Records provided:
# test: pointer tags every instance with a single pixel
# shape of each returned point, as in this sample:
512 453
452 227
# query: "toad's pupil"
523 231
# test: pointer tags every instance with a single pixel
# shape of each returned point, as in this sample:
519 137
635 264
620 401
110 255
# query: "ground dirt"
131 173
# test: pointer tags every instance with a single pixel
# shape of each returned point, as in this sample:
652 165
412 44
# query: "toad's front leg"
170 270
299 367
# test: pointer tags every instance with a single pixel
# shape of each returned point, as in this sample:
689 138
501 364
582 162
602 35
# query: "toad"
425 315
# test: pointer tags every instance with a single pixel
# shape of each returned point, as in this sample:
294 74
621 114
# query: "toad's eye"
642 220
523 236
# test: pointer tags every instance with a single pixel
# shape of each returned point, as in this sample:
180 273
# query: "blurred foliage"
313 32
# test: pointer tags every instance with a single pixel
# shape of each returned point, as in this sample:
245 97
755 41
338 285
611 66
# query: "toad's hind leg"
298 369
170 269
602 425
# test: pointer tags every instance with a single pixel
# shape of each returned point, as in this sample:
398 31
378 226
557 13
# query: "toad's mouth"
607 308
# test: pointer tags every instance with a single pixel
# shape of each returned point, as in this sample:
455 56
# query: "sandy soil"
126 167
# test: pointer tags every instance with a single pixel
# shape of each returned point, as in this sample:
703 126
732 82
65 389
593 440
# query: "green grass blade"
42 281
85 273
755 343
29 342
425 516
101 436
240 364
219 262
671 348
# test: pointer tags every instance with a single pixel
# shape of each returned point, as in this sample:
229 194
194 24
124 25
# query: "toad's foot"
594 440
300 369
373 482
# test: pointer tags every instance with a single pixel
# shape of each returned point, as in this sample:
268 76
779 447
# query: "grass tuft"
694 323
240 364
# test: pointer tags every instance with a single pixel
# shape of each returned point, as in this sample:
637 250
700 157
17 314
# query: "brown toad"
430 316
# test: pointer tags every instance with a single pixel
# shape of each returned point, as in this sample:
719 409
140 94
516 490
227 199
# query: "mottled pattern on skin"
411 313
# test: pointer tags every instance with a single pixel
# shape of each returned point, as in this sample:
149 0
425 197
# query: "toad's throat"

What to produce: Transcribe the full listing, word for word.

Answer section:
# test: pointer tags every instance with a single pixel
# shape of each returned point, as in this sample:
512 453
452 227
# query: "toad's pupil"
523 231
# test: pointer tags every instance with a single pixel
# shape of each returned point, as in this sample:
519 137
635 264
620 401
110 255
# query: "ground dirt"
131 173
# test: pointer tags every instance with a single pixel
# shape of each returned point, as in this sample:
652 165
412 44
# query: "toad's front leg"
170 270
299 367
# test: pointer tags every instance with a single pixel
# shape of each returned point, as in this sample:
689 138
501 364
582 162
602 35
# query: "toad"
425 315
# test: pointer tags every instance with a single pixel
# shape of each returned point, as in this sample:
294 74
621 114
# query: "toad's eye"
642 220
523 236
# test: pointer tags every instance with a single pixel
# shape of each returned point, as in this sample:
180 273
# query: "blurred foliage"
313 32
# test: pointer tags every instance with a single pixel
# shape of each returned point, as in this sample:
245 97
755 41
338 285
611 66
# query: "toad's hind leg"
298 369
170 269
602 425
# test: pointer tags every instance with a single pixel
# shape of each returned point, as in this sample:
398 31
378 226
557 13
# query: "toad's mouth"
607 308
# test: pointer tags every instance with a single pixel
# shape of each returned point, as in this sample:
455 56
# query: "sandy soil"
126 167
# test: pointer tags every instance with a single pixel
# shape of each returned point, as in this sample:
703 126
732 82
65 389
593 440
# query: "green grass blade"
42 281
85 273
755 343
29 342
425 516
101 436
240 364
219 262
671 348
# test: pointer tags every instance with a single pixel
# shape of each returned point, as in this sample:
229 194
194 24
124 25
# query: "toad's foot"
594 440
300 369
373 482
# test: pointer tags every instance with a single pixel
# shape of each returned point, as in this sample:
268 76
779 447
# query: "grass tuft"
694 323
240 364
# test: pointer tags every instance with a single pixel
# shape of each returned point, as in this sample:
637 250
700 157
17 314
# query: "brown toad"
430 316
# test: pointer tags every instance with a single pixel
# shape of each returned point, as in this sample:
719 409
140 94
516 490
227 199
# query: "mottled pattern on skin"
411 313
# test: pointer tags every instance with a single pixel
# shape of each returned point, as in this sample:
149 0
425 197
# query: "toad's throat"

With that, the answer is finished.